(Selected excerpt)
My understanding is that you are running a series of tests, where you want a list of the inputs and outputs to be a running tally kind of thing. As such, this code uses a dictionary to store a list of lists. The dictionary key is how you identify which log you're looking at: test cases log vs results log vs screenshot_paths log.
As per my understanding of your requirements, each dictionary element is a list of lists where the 1st list is just the output of the first test. The second list is the first with the outcome of the second test/result appended to it. This goes on, so the structure looks like:
testcases= [ [testcase1] , [testcase1,testcase2] , [testcase1,testcase2,testcase3] ]
etc.
If this isn't exactly what you want you can probably modify it to suit your needs.
You explanation leaves some things to be imagined, but I think I've got what you need. There are two files: The .py python file and an excel file which is the spreadsheet serving as a foundation for adding sheets. You can find the ones I made on my github:
https://github.com/DavidD003/LearningPython
here is the excel code. Sharing first because its shorter. If you don't want to download mine then make a sheet called 'AddSheets.xlsm' with a module called 'SheetAdder' and within that module put the following code:
Public Sub AddASheet(nm)

(Dataset rows)
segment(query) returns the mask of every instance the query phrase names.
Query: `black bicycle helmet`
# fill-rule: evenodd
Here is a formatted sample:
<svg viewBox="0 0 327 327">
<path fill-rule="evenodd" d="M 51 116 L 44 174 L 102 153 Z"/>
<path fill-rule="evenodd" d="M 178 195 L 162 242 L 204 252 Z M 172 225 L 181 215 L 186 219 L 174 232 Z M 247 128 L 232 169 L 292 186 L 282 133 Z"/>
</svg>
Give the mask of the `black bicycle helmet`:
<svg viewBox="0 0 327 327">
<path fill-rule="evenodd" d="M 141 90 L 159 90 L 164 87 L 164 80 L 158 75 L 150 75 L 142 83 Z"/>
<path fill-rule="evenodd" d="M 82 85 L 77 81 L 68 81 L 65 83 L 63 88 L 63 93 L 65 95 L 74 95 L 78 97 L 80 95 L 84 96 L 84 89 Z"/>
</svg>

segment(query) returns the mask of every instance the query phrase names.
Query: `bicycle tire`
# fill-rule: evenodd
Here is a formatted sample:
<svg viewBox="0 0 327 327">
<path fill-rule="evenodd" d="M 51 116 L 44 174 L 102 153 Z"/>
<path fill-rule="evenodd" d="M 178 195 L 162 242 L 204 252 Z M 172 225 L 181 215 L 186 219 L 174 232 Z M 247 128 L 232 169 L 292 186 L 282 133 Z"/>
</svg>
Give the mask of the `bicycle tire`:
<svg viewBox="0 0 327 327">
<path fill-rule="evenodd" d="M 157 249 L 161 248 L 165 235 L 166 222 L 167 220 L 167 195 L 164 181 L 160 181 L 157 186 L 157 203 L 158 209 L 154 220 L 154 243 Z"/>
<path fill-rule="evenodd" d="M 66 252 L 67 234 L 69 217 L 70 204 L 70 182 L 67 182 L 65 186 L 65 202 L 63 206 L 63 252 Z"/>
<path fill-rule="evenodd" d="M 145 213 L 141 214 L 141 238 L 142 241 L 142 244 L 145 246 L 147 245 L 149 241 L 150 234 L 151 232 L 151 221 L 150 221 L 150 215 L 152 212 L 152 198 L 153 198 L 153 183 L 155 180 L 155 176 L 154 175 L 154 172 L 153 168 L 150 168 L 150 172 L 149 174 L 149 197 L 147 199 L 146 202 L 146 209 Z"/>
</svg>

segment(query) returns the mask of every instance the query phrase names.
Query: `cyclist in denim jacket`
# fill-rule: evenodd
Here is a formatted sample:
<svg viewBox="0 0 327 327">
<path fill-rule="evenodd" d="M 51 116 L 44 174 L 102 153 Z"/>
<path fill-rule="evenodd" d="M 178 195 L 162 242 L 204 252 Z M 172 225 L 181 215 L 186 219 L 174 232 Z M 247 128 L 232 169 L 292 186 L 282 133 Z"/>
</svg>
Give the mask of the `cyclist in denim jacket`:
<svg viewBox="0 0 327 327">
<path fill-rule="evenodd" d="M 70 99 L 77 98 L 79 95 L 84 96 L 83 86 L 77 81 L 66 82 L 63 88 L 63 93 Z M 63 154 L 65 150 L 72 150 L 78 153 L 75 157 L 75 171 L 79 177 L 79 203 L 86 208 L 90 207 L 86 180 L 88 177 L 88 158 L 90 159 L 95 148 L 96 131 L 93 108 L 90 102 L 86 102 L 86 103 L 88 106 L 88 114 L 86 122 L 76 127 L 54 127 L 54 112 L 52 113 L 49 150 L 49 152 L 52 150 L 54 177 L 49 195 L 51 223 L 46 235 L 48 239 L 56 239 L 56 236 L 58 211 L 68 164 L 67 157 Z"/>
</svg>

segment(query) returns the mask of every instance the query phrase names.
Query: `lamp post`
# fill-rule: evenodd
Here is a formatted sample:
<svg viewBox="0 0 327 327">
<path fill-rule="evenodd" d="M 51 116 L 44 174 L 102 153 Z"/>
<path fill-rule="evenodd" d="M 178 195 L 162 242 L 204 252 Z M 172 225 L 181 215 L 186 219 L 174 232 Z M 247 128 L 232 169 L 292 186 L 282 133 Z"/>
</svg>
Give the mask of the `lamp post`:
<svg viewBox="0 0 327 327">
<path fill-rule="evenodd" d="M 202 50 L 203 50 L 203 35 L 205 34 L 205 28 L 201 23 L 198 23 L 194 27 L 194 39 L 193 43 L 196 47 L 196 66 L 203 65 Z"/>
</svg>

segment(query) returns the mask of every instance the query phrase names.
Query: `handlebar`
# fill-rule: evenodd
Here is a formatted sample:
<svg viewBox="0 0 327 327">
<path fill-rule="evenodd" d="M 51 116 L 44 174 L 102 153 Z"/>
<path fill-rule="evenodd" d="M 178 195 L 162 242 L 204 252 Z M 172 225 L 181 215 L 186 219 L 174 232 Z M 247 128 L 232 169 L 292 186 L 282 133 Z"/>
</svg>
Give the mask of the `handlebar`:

(What this exercise asks)
[1] Decide whether each statement agrees with the forum reply about logging test results. Answer yes or no and quote the words that decide it.
(a) The code stores a list of lists in a dictionary.
(b) The Excel sheet itself should be named 'SheetAdder'.
(c) The Python code is shared before the Excel code.
[2] Answer these questions from the forum reply about logging test results.
(a) What does the dictionary key identify?
(b) Which two files does the reply describe?
(c) At what address are the writer's own files posted?
[3] Carry the forum reply about logging test results forward from its final line.

(Outputs)
[1]
(a) Yes: "this code uses a dictionary to store a list of lists."
(b) No: "make a sheet called 'AddSheets.xlsm' with a module called 'SheetAdder'"
(c) No: "here is the excel code. Sharing first because its shorter."

[2]
(a) The key identifies which log you're looking at: the test cases log, the results log, or the screenshot_paths log.
(b) A .py Python file and an Excel file that serves as a foundation for adding sheets.
(c) https://github.com/DavidD003/LearningPython

[3]
Application.DisplayAlerts = False 'Reset on workbook open event, since we need it to be False here right up to the point of saving and closing
Dim NewSheet As Worksheet
Set NewSheet = ThisWorkbook.Sheets.Add
NewSheet.Name = nm
End Sub
Make sure to add this to the 'ThisWorkbook' code in the 'MicroSoft Excel Objects' folder of the VBA project:
Private Sub Workbook_Open()
Application.DisplayAlerts = True
End Sub
The python script is as follows:
See [this question][1] for an example of how to type format the filepath as a string for function argument. I removed mine here.
import win32com.client as wincl
import os
# Following modified from https://stackoverflow.com/questions/58188684/calling-vba-macro-from-python-with-unknown-number-of-arguments
def run_vba_macro(str_path, str_modulename, str_macroname, shtNm):
if os.path.exists(str_path):
xl = wincl.DispatchEx("Excel.Application")
wb = xl.Workbooks.Open(str_path, ReadOnly=0)
xl.Visible = True
xl.Application.Run(os.path.basename(str_path)+"!" +
str_modulename+'.'+str_macroname, shtNm)
wb.Save()
wb.Close()
xl.Application.Quit()
del xl
# Insert your code which generates your list here
list1 = ['backup', 'downloadMedia', 'createAlbum']
# Dont make a new free floating list for each element of list1. Generate and store the lists you want in a dictionary
testcases = dict([[x, []] for x in list1])
results = dict([[x, []] for x in list1])
screenshot_paths = dict([[x, []] for x in list1])
for myContent in list1:
myTestCaseList = [] # Do whatever you like to generate the data u need
myResultsList = []
myScreenshot_Paths_List = []
# 1 Store your created list for test case of item 'myContent' from list1 in a dictionary
testcases[myContent].append(myTestCaseList)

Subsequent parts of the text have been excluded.